What is being asked: No line before the one containing "Target: man's smile" is to be output; retype exactly that line and all lines that follow it to the end of the records.

Data excerpts:
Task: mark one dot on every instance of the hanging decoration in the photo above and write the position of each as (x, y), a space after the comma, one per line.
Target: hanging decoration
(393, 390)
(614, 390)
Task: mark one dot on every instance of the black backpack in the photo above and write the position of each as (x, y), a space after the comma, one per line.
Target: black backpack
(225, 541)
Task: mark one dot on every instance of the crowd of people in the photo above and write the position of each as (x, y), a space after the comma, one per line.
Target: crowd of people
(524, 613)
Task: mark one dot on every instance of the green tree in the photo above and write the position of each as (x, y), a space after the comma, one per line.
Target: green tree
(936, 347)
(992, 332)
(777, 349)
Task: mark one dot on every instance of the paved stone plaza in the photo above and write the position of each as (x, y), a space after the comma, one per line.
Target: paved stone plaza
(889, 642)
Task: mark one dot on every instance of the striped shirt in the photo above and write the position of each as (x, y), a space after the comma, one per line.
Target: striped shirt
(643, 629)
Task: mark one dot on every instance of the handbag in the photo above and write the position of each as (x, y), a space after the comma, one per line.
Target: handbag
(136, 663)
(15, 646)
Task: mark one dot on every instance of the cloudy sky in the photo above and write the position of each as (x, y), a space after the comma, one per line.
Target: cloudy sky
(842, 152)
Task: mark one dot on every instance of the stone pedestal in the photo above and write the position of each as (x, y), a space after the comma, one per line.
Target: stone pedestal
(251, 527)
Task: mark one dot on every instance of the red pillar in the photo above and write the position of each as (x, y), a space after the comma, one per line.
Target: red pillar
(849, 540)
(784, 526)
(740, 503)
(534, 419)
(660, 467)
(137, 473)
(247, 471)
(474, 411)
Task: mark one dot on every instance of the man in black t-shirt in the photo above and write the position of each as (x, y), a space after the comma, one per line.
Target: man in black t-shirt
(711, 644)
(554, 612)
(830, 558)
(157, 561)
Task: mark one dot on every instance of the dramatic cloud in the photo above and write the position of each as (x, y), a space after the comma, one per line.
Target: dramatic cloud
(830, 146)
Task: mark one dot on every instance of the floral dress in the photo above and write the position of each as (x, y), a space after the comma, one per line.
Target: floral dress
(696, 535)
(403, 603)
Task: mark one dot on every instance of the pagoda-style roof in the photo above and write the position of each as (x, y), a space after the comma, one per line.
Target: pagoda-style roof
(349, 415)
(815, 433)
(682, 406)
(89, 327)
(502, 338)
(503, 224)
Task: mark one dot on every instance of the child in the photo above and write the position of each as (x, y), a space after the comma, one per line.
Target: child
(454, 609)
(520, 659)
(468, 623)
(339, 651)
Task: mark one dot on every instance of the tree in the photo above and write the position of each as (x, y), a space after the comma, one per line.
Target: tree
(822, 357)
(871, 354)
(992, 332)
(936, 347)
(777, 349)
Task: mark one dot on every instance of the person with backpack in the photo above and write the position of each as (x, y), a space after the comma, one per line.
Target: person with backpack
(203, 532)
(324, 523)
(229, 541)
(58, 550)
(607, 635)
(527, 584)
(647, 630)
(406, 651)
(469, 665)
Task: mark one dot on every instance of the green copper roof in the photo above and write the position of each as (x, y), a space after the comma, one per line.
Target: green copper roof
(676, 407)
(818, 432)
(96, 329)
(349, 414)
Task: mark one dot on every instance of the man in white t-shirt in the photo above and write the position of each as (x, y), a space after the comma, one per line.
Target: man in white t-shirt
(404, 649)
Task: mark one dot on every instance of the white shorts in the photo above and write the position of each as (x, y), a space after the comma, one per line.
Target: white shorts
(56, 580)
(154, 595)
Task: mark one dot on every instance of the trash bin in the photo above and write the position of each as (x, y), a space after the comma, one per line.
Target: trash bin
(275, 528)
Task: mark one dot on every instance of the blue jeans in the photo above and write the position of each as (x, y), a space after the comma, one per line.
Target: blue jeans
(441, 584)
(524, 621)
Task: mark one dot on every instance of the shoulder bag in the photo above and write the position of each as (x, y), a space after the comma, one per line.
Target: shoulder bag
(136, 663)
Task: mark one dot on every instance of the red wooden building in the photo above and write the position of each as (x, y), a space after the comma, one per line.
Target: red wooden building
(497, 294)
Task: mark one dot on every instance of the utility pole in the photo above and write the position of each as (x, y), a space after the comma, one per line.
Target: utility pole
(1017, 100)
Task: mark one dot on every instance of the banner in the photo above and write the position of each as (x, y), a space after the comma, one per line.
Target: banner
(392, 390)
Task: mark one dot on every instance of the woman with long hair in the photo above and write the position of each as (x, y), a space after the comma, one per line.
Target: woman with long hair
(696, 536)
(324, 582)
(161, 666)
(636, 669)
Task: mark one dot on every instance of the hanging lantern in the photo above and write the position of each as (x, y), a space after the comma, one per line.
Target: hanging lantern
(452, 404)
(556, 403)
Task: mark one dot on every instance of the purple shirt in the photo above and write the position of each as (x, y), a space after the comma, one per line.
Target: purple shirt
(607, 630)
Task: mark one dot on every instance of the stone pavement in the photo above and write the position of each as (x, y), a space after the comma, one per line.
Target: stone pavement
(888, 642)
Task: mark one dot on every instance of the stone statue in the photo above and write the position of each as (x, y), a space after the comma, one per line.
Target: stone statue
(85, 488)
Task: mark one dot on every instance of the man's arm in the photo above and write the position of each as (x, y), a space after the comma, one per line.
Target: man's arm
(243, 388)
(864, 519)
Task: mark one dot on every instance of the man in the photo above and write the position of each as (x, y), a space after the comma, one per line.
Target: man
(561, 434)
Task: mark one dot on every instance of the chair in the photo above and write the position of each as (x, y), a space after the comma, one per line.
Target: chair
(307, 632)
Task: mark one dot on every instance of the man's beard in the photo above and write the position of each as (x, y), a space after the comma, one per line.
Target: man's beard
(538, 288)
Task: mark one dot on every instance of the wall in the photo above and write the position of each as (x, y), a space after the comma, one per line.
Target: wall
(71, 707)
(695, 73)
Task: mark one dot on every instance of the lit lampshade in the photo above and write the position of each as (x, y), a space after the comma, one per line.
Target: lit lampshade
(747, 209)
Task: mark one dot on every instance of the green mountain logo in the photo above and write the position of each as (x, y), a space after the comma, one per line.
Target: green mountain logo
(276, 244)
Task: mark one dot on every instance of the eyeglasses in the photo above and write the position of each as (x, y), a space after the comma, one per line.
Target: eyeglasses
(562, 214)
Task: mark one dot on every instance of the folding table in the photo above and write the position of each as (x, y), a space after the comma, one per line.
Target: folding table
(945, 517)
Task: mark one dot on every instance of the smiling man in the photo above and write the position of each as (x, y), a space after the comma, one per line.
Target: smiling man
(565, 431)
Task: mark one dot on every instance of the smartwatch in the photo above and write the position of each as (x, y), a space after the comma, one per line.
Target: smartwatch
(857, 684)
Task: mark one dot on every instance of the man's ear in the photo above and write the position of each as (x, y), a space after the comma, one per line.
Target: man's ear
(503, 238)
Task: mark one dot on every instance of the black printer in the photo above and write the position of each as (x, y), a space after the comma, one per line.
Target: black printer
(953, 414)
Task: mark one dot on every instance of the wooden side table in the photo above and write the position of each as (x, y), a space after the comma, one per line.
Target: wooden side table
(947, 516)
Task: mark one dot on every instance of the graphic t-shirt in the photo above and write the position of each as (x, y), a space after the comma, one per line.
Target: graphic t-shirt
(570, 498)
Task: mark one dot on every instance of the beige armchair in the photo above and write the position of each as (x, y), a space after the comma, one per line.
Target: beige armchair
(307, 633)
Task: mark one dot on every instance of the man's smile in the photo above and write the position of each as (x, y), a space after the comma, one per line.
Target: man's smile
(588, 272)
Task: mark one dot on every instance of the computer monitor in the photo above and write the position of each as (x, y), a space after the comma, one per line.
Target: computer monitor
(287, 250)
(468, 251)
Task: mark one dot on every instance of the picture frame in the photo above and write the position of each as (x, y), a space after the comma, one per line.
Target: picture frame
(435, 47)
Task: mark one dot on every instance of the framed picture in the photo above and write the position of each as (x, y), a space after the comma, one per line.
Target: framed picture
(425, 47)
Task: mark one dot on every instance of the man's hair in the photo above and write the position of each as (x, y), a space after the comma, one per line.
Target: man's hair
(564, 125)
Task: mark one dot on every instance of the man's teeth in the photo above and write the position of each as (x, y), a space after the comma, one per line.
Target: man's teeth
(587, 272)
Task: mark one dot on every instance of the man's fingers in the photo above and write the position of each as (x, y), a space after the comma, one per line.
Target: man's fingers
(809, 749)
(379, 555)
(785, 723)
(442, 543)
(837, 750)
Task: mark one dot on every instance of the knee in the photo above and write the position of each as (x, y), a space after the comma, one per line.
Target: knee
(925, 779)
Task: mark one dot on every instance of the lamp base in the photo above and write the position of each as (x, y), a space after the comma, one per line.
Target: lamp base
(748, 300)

Solved exercise:
Target: man's smile
(588, 272)
Task: mark one dot on every instance of the computer monitor in the photo above and write the position of each as (x, y), a space after the comma, one per line.
Target: computer monitor
(287, 250)
(468, 251)
Task: mark one dot on every instance of the picture frame in the photo above and write the position of each as (x, y), a space after the comma, one per line.
Target: picture frame
(435, 47)
Task: mark one dot on every instance of the framed picture in the photo above and write the position of each as (x, y), a space after the comma, one per line.
Target: framed picture
(425, 47)
Task: mark one dot on every instance of the man's hair in the photo above and write the position of each as (x, y), a space after the comma, one per line.
Target: man's hair
(564, 125)
Task: mark one dot on every instance of the man's teeth in the photo above and write the position of each as (x, y), a space after the comma, one per line.
Target: man's teeth
(587, 272)
Task: mark one dot on every instance of the man's fingers in the photo above and write the position of each as (x, y), a space after the comma, one per line.
Target: man's fingers
(809, 749)
(379, 555)
(785, 723)
(442, 543)
(837, 750)
Task: mark one dot on every instance of the knee in the photo above and write the position of each as (x, y), a space after the comma, one per line.
Target: knee
(925, 779)
Task: mark one dot on every instance of the lamp base in the photo above and write the position of each as (x, y), a space after the comma, one per line.
Target: lamp base
(748, 300)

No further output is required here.